**EXTRAIT FOURNI**
QUESTIONNAIRE. — Indiquez la division de l’année en saisons, au point de vue des travaux agricoles? — En combien de catégories divise-t-on les principaux travaux agricoles? — Quelles sont les opérations à exécuter pendant l’hiver; — pendant le printemps; — pendant l’été ; — pendant l’automne? — Quelle est l’influence des circonstances climatologiques des saisons sur l’exécution des travaux agricoles?
MAXIMES AGRICOLES
Répartir convenablement les travaux, de manière à les exécuter le mieux possible, c’est le propre du bon cultivateur.
En agriculture, il n’y a pas de petite économie.
Rarement la terre est mauvaise, mais trop souvent elle est mal utilisée.
L’horticulture a fourni à l’agriculture moderne un grand nombre des progrès que celle-ci a réalisés.
14. — Le labourage est la première opération de l’agriculture.
On appelle labours des travaux qui ont pour but d’émietter, c’est-à-dire d’ameublir la partie supérieure de la terre arable. Ils ont aussi pour objet d’enfouir les engrais dans le sol, de détruire les mauvaises herbes qui se développent à la surface.
Le principal but du labour est, en émiettant la terre, de permettre aux racines des plantes cultivées de s’y développer facilement; de mélanger dans toute la masse les engrais, de telle sorte que les racines trouvent toujours à proximité la nourriture qui leur convient.; de permettre à l’air, qui est indispensable à la végétation, de circuler dans la terre où se développent les plantes.
15. — Grâce aux labours, les racines absorbent facilement les principes utiles aux plantes que la terre elle-même renferme. Les labours améliorent donc le sol au profit des plantes cultivées. Cet avantage s’ajoute à celui qui résulte de l’émiettement de la terre arable.
Les labours sont exécutés à la main ou avec des instruments traînés par des bêtes de somme; les autres moteurs, machines à vapeur ou électriques, ne sont encore qu’exceptionnellement employés pour la culture de la terre.
Les outils à main employés pour labourer sont la bêche et la houe, que vous connaissez déjà.

(Données issues d'un jeu d'annotation par points)
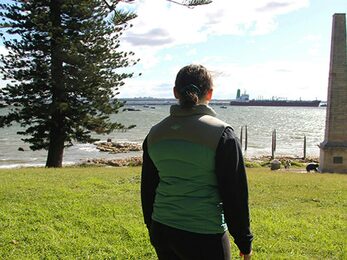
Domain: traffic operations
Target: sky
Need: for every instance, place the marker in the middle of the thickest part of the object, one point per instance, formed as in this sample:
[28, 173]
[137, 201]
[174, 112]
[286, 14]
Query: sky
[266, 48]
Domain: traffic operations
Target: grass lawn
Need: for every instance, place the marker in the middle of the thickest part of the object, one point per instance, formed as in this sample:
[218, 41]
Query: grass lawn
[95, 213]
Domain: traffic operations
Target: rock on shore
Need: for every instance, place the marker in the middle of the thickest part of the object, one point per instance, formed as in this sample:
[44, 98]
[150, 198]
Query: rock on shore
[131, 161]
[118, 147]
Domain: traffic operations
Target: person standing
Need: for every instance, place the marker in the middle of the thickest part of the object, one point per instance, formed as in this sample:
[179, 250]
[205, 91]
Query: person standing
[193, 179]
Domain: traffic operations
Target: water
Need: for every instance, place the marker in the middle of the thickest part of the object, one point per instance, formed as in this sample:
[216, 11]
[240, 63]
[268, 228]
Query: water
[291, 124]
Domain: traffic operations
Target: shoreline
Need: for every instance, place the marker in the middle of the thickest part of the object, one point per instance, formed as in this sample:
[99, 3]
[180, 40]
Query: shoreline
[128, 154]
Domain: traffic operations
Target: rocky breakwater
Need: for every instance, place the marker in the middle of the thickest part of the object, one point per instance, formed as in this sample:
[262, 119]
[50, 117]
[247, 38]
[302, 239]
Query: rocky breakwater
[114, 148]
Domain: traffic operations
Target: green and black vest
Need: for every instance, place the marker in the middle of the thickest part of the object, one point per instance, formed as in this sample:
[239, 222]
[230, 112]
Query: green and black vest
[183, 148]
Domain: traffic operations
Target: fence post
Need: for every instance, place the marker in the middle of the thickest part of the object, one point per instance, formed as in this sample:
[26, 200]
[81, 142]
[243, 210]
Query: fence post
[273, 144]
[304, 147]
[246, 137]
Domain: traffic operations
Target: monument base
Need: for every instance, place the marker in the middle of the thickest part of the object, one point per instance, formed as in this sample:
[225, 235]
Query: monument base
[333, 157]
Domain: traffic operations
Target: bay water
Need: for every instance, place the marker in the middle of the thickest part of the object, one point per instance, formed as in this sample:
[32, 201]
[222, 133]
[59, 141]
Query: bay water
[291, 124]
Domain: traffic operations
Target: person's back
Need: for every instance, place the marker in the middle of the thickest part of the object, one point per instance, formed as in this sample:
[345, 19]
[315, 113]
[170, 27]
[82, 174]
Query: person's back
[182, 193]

==

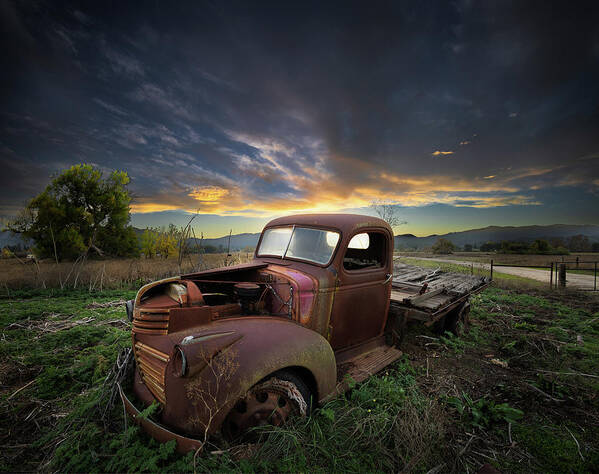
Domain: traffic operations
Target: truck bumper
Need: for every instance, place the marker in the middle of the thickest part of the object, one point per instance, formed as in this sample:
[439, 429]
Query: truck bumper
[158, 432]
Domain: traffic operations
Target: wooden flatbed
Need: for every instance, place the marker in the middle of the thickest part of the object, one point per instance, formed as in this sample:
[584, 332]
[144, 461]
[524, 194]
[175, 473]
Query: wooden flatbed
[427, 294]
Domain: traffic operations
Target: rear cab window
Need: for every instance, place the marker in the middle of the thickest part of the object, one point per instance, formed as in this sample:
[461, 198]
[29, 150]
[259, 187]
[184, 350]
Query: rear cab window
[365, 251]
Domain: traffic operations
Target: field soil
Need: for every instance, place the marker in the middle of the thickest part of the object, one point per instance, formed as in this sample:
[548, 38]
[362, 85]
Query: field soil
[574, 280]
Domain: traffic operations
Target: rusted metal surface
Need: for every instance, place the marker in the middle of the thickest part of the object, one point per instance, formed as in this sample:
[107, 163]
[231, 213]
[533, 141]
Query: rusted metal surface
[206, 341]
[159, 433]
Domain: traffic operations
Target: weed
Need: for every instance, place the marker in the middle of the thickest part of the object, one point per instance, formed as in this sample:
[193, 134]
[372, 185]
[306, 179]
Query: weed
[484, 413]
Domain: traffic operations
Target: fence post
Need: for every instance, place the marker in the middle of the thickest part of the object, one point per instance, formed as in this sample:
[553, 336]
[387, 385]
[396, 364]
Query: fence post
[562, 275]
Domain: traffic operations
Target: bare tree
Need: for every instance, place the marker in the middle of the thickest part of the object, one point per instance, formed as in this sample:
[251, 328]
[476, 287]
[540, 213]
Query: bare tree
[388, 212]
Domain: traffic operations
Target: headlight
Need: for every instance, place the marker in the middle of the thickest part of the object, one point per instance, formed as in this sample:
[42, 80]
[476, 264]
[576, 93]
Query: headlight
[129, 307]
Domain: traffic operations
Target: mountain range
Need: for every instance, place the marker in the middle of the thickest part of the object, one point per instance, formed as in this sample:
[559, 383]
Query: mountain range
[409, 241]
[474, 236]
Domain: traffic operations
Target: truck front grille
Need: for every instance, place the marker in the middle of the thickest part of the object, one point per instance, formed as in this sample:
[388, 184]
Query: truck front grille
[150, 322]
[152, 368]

**CONSIGNES**
a) Traduisez en anglais cette phrase de l'extrait sur les labours : « Rarement la terre est mauvaise, mais trop souvent elle est mal utilisée. »
b) D'après l'extrait sur les labours, les affirmations suivantes sont-elles exactes ? Répondez par oui ou par non et citez pour chacune les mots décisifs de l'extrait. (i) Les labours servent aussi à détruire les mauvaises herbes. (ii) Les machines à vapeur sont couramment employées pour labourer. (iii) La bêche et la houe font partie des outils à main utilisés pour labourer.
c) Selon l'extrait sur les labours, pourquoi le labour doit-il mélanger les engrais dans toute la masse de la terre ? Répondez en une à trois phrases.
Ces données proviennent d'une autre source que l'extrait.

**RÉPONSES**
a) The land is rarely bad, but all too often it is poorly used.

b)
(i) Oui : « de détruire les mauvaises herbes qui se développent à la surface ».
(ii) Non : « ne sont encore qu’exceptionnellement employés pour la culture de la terre ».
(iii) Oui : « Les outils à main employés pour labourer sont la bêche et la houe ».

c) Le labour mélange les engrais dans toute la masse de la terre pour que les racines des plantes cultivées trouvent toujours, à proximité, la nourriture qui leur convient.